Source material.
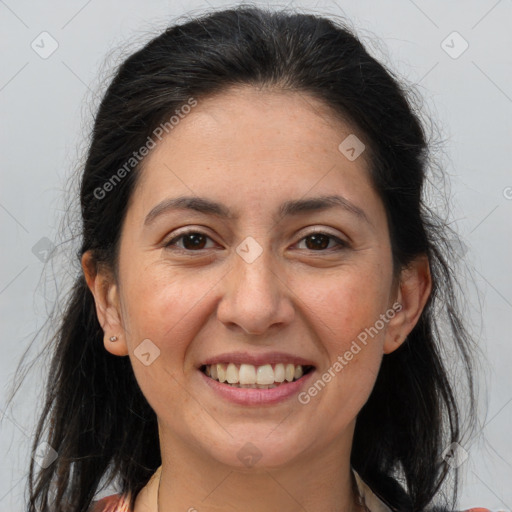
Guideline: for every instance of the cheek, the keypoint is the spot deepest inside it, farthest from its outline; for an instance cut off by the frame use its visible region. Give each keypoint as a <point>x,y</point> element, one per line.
<point>347,302</point>
<point>163,306</point>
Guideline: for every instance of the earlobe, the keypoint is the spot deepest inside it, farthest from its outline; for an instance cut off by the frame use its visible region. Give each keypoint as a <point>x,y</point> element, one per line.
<point>105,292</point>
<point>413,293</point>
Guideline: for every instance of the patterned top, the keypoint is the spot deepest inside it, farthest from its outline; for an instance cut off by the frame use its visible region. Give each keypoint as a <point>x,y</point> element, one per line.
<point>119,503</point>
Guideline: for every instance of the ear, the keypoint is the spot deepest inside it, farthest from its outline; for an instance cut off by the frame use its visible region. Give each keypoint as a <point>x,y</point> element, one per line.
<point>414,287</point>
<point>102,284</point>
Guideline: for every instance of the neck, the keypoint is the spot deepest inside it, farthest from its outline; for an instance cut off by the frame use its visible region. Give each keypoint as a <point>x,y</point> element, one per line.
<point>189,481</point>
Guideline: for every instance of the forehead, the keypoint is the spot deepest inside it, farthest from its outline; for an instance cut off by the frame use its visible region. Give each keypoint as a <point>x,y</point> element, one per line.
<point>251,147</point>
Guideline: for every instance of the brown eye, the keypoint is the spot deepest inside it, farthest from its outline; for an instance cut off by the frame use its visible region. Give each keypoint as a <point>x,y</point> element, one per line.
<point>320,241</point>
<point>192,240</point>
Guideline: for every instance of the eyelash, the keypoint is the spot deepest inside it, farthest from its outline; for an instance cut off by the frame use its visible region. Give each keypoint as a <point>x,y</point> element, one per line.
<point>341,243</point>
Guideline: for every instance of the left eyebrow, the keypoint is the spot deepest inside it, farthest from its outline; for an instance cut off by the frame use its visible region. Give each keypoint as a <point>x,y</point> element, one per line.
<point>288,208</point>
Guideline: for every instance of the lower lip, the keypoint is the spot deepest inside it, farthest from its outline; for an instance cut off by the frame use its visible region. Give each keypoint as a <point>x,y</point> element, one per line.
<point>254,396</point>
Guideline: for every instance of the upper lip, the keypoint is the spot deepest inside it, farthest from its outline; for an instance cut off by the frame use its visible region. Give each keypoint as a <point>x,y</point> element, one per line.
<point>257,359</point>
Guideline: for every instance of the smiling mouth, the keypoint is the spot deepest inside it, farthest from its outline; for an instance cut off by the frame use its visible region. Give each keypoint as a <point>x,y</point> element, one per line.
<point>266,376</point>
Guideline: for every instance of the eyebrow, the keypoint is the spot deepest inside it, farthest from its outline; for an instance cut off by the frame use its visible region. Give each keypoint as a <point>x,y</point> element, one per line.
<point>287,209</point>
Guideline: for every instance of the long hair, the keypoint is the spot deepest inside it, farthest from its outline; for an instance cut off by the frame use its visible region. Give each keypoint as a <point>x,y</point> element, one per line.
<point>99,422</point>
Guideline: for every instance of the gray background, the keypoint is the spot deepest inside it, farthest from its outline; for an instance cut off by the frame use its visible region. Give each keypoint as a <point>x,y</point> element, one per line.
<point>46,105</point>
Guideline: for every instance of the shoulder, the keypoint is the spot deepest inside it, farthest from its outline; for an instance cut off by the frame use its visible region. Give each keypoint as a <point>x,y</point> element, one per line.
<point>113,503</point>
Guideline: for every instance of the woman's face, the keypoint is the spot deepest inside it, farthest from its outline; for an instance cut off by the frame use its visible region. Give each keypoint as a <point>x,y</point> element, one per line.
<point>256,287</point>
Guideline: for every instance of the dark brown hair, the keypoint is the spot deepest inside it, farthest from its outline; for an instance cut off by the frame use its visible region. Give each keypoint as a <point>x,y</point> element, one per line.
<point>99,421</point>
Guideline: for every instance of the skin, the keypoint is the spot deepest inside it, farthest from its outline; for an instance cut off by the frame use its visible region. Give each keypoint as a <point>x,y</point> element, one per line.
<point>251,150</point>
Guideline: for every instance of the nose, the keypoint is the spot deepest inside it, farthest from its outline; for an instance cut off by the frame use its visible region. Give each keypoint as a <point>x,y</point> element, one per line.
<point>256,297</point>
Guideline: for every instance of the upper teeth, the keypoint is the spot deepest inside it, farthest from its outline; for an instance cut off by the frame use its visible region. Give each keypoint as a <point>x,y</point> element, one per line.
<point>250,374</point>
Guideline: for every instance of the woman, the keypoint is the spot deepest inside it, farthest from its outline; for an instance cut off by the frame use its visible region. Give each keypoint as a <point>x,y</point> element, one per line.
<point>255,240</point>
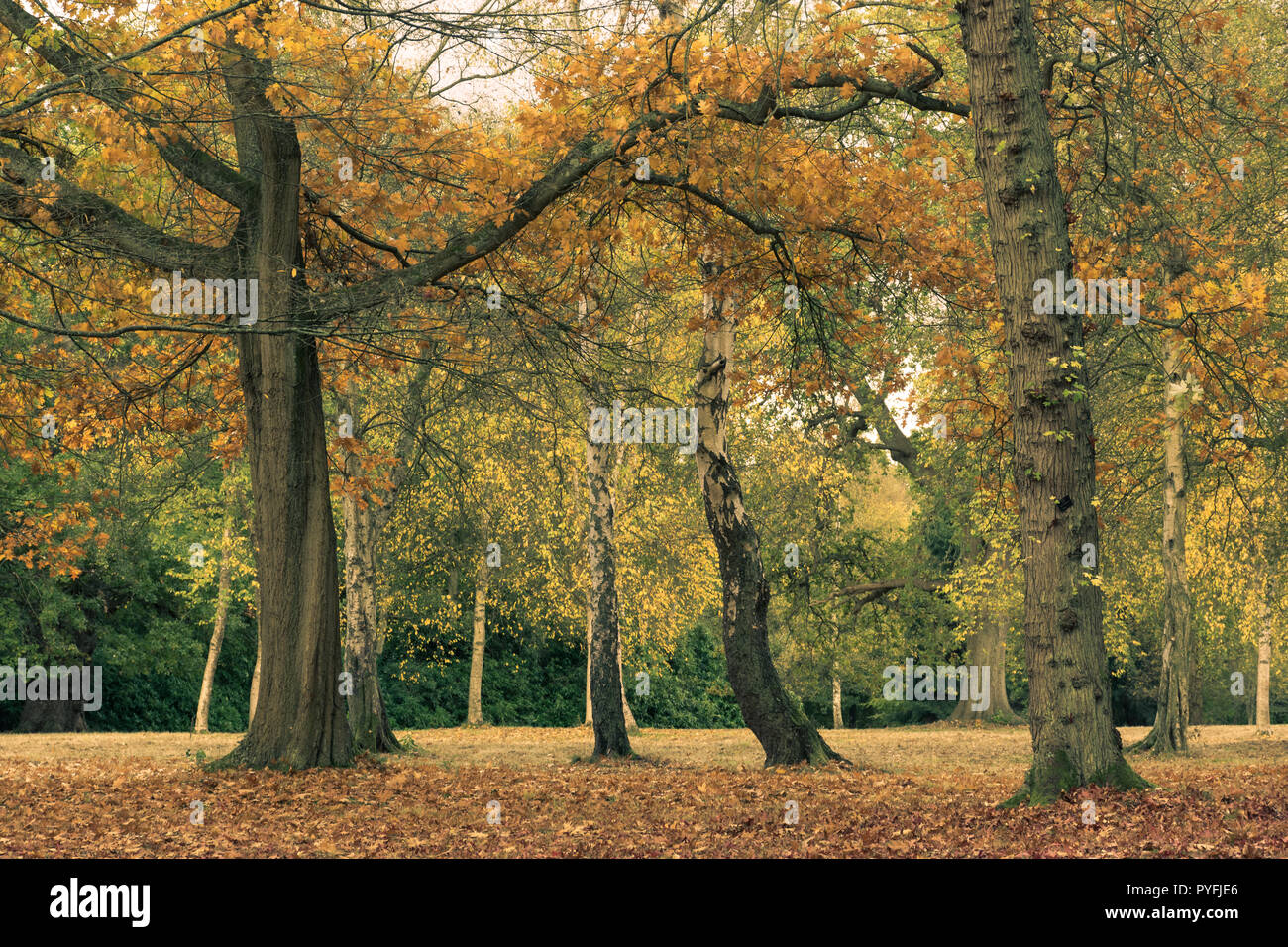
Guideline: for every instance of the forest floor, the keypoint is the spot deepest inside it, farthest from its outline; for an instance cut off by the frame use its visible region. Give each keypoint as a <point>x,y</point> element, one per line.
<point>913,791</point>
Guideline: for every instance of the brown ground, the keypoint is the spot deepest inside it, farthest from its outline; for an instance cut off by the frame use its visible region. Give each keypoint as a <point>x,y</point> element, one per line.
<point>915,791</point>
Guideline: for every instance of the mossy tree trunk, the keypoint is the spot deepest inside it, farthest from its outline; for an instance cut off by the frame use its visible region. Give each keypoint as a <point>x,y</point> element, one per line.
<point>1172,718</point>
<point>217,638</point>
<point>299,718</point>
<point>986,647</point>
<point>773,715</point>
<point>1074,741</point>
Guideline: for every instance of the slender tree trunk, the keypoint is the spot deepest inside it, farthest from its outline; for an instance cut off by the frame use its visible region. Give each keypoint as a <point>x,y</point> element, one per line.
<point>590,634</point>
<point>631,727</point>
<point>606,697</point>
<point>773,715</point>
<point>362,638</point>
<point>254,684</point>
<point>475,710</point>
<point>1172,718</point>
<point>986,647</point>
<point>1263,638</point>
<point>299,719</point>
<point>1074,741</point>
<point>217,639</point>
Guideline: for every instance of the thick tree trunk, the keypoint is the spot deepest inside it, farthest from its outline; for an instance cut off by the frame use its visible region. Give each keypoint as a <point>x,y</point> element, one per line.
<point>606,696</point>
<point>217,639</point>
<point>773,715</point>
<point>362,638</point>
<point>1074,741</point>
<point>1263,637</point>
<point>299,718</point>
<point>475,709</point>
<point>1172,718</point>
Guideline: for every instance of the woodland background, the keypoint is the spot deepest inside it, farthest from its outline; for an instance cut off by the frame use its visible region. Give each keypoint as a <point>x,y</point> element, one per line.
<point>862,202</point>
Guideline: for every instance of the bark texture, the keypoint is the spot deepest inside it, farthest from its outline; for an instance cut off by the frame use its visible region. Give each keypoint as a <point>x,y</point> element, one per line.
<point>1172,718</point>
<point>1263,638</point>
<point>773,715</point>
<point>362,631</point>
<point>475,707</point>
<point>299,718</point>
<point>217,638</point>
<point>986,647</point>
<point>1074,741</point>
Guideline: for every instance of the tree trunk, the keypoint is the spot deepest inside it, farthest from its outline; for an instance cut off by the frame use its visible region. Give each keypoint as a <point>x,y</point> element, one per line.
<point>1172,718</point>
<point>631,727</point>
<point>590,631</point>
<point>362,638</point>
<point>773,715</point>
<point>217,639</point>
<point>606,694</point>
<point>1263,660</point>
<point>589,720</point>
<point>986,647</point>
<point>475,711</point>
<point>254,684</point>
<point>1074,741</point>
<point>299,719</point>
<point>52,716</point>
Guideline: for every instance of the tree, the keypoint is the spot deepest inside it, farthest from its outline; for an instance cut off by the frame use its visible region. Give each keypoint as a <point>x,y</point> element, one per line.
<point>778,723</point>
<point>1074,741</point>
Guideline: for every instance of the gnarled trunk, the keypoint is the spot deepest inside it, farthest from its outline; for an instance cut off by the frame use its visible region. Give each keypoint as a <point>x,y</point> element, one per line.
<point>299,718</point>
<point>1074,741</point>
<point>778,722</point>
<point>1172,718</point>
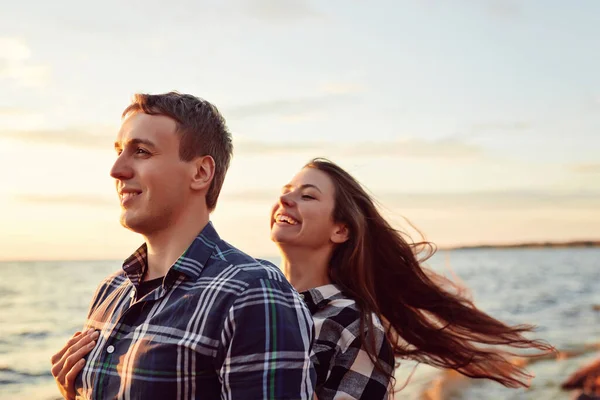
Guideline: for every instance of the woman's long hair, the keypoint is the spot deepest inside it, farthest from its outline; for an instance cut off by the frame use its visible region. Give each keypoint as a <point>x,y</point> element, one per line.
<point>426,320</point>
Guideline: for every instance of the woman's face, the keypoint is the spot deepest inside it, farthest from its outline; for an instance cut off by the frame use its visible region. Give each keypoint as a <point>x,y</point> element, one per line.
<point>303,216</point>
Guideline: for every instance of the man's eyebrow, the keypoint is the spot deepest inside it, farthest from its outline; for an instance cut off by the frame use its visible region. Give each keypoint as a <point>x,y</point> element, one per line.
<point>305,186</point>
<point>135,141</point>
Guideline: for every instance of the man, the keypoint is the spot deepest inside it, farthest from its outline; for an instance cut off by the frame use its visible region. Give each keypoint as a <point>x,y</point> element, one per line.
<point>189,316</point>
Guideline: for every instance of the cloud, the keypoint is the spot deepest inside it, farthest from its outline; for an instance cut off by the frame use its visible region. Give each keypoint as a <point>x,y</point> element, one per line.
<point>15,64</point>
<point>342,88</point>
<point>285,108</point>
<point>88,138</point>
<point>445,148</point>
<point>67,199</point>
<point>586,168</point>
<point>490,200</point>
<point>281,10</point>
<point>98,138</point>
<point>12,111</point>
<point>487,128</point>
<point>507,9</point>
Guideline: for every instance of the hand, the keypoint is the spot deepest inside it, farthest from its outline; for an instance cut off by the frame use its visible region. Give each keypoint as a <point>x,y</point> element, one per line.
<point>68,362</point>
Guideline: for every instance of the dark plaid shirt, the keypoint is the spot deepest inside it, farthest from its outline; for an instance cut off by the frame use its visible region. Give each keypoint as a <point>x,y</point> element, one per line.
<point>221,326</point>
<point>344,369</point>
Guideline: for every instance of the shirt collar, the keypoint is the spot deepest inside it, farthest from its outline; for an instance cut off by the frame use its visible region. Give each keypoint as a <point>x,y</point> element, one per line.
<point>319,297</point>
<point>191,263</point>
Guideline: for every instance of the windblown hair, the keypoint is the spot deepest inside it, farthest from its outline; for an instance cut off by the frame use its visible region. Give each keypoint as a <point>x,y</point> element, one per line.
<point>201,127</point>
<point>425,318</point>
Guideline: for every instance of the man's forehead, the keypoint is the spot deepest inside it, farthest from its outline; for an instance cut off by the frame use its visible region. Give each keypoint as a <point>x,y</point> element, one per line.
<point>144,126</point>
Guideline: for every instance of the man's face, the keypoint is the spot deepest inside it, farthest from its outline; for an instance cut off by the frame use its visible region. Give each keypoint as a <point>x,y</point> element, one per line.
<point>152,182</point>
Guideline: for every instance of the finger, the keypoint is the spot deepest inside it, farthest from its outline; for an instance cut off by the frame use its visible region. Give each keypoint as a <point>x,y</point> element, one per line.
<point>79,342</point>
<point>74,359</point>
<point>70,377</point>
<point>76,336</point>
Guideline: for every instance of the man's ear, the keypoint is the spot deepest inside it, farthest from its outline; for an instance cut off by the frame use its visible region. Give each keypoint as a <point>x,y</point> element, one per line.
<point>203,172</point>
<point>340,234</point>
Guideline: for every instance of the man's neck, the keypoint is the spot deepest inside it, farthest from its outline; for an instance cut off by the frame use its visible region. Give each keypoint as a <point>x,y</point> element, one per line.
<point>306,268</point>
<point>166,246</point>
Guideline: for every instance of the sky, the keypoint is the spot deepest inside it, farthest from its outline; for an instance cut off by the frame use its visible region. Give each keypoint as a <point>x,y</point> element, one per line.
<point>475,121</point>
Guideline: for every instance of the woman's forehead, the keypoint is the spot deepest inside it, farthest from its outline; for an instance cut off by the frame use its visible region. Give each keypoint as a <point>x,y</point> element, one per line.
<point>312,176</point>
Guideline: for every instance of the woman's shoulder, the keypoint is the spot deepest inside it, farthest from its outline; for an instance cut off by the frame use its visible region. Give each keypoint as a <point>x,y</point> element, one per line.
<point>337,317</point>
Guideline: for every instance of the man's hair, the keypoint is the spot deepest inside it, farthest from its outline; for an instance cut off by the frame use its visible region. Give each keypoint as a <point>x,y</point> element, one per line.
<point>202,128</point>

Problem to solve. Repeat exactly the lines from the line containing "Guideline: for every instance of the finger, the" through the end of the listing above; both boundary lines are part of the output.

Expected output.
Guideline: for every instance of the finger, the keypoint is the spot deepest inside it, farthest from its outline; for an instance cut off by the frame use its visible region. Give each keypoint as a <point>x,y</point> element, one per line.
<point>79,342</point>
<point>74,359</point>
<point>70,377</point>
<point>76,336</point>
Guideline: for every instance of the man's ear, the keypoint is the spot deepest inside it, farthest from its outline; for an instance cut off by the frame use its visible region. Give each keypoint as a <point>x,y</point> element, one per line.
<point>203,172</point>
<point>340,234</point>
Guideline: for every instance of the man's neck, the keypoint is the spot deepest inside it, farthest from its outline; for an instance cut off by the frame use its visible region. Give each keypoint as a <point>x,y</point> element, one per line.
<point>306,268</point>
<point>166,246</point>
Guideline: for every instance of the sky, the keypoint is the spot deepest inside it, farthest from its outline; for an instance cut off by the frame use its visible region. Give each keypoint as a <point>x,y</point> element, one per line.
<point>475,121</point>
Guideline: for every instance of the woman's forehead, the keypoint is the spot deepest inside it, farthest from its outline; for an instance cut off by the frame use its visible region. Give each keypoint as a <point>x,y</point> element, one per line.
<point>312,176</point>
Guideline: for every instance of the woman's shoulder, the keypoint is the spot deepest inside it, farthest from its outline; for an instance cut off by the frame use its visible region. Give each keypoint as a <point>x,y</point> element, one per line.
<point>337,317</point>
Guideline: for every instance of the man's hair, the keypoint is the spot deepest inside it, farthest from its outline; for an instance cut off by the frame use its visible region. Give each keypoint as a <point>x,y</point> element, one per line.
<point>202,128</point>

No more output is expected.